Task description:
Every entry must be given again exactly.

Records for this exercise:
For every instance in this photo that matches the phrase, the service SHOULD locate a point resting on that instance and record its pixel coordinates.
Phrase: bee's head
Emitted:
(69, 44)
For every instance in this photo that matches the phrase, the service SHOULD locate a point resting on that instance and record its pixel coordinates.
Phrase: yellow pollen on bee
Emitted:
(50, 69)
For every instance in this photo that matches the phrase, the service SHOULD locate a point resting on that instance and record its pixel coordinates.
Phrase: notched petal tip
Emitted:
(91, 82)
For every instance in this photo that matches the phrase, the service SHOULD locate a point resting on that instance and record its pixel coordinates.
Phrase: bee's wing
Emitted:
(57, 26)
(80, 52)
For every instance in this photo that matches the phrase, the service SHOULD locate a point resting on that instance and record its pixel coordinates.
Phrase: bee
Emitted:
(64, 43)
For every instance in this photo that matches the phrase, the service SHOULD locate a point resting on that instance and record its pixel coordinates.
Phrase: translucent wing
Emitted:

Complete output:
For every instance in this photo that matches the phrase, the service SHOULD locate a point resting on that instance and record its pixel coordinates.
Phrase: bee's head
Emitted:
(69, 44)
For every instance in this photo that matches the phrase, the service SHOULD locate a point resting on that instance and record its pixel coordinates.
Phrase: yellow pollen on bee
Emitted:
(50, 69)
For every instance in this photo that matches the phrase, the service SHOULD locate a point resting on that instance and record its pixel coordinates.
Phrase: notched petal tip
Emitted:
(91, 82)
For every instance in this photo that matches the phrase, the service SHOULD locate a point resting on that instance and record its pixel coordinates.
Phrase: bee's wing
Emitted:
(57, 26)
(80, 52)
For every instance in this photo that matches the phrase, the service SHOULD locate a point resting on that instance and record its pixel coordinates.
Phrase: bee
Emitted:
(64, 43)
For every instance in this photo that matches the phrase, the service SHOULD locate a point resting on that instance and record its pixel coordinates.
Phrase: translucent wing
Emitted:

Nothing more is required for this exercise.